§ Raw data:

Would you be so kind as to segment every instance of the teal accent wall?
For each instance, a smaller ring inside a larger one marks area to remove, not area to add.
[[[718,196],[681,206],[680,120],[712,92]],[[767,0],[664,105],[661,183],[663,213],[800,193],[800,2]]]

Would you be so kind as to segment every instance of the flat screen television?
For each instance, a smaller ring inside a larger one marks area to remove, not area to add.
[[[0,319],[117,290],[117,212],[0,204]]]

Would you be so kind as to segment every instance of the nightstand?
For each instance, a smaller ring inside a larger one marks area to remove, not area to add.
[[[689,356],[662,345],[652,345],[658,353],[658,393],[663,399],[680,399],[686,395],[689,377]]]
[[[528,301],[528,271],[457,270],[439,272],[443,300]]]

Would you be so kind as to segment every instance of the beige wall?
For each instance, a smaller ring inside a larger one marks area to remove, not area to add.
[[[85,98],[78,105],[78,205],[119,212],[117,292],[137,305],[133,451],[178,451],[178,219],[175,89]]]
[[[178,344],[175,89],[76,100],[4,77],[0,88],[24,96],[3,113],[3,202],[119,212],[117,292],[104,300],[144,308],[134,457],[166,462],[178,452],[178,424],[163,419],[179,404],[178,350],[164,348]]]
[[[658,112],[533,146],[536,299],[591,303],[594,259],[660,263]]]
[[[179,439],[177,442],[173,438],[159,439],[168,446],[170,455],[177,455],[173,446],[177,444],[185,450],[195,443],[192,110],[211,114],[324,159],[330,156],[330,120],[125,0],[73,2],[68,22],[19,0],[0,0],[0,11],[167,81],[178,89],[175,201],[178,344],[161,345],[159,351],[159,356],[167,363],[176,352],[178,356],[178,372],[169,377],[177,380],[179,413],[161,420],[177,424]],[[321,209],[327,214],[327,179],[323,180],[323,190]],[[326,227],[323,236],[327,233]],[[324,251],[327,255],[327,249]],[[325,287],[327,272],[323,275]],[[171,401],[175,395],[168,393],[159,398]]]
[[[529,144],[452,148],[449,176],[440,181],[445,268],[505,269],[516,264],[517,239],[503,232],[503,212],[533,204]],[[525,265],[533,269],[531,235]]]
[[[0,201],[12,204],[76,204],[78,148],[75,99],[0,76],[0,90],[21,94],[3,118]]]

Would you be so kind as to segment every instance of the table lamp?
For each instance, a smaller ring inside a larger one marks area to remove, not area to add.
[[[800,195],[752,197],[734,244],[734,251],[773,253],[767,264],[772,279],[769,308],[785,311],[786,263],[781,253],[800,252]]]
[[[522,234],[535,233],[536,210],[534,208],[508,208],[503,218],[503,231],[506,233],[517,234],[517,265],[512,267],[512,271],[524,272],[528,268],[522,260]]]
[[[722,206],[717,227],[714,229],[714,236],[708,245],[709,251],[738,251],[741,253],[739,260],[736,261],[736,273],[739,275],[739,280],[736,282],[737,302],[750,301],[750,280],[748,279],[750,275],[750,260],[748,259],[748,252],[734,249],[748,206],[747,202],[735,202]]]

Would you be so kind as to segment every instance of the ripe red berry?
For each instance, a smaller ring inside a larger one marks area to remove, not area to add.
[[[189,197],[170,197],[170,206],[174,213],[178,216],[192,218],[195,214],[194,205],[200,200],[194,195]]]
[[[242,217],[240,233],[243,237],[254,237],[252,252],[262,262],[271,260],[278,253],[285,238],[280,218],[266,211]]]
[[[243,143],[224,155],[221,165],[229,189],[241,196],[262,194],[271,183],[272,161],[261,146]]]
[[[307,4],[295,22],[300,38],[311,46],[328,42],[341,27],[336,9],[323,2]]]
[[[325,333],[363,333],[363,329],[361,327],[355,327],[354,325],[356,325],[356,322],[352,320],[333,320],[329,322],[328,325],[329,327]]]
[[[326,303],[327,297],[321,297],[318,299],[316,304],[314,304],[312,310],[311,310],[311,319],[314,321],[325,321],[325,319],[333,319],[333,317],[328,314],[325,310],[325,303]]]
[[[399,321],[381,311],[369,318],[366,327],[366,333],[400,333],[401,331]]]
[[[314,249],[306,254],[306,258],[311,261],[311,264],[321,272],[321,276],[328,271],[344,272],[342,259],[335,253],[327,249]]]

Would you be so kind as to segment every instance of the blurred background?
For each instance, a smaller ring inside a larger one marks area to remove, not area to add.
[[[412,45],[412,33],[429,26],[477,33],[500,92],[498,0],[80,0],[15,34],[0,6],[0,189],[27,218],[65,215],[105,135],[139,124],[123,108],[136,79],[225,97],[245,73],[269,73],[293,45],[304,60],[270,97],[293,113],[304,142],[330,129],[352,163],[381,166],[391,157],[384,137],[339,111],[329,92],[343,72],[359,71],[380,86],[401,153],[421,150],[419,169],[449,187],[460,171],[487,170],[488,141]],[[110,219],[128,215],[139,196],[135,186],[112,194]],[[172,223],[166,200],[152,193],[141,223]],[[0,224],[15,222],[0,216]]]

§ What this task involves: If a line in the listing holds the word "Would", list that line.

§ Answer:
Would you be so kind as to segment every instance of the teal accent wall?
Would you be so kind as to segment every instance of the flat screen television?
Would you be so kind as to segment every instance of the nightstand?
Would you be so kind as to segment every instance of the beige wall?
Would you be so kind as to segment every instance of the table lamp?
Would you be so kind as to segment every instance of the ripe red berry?
Would you be so kind as to segment every instance of the blurred background?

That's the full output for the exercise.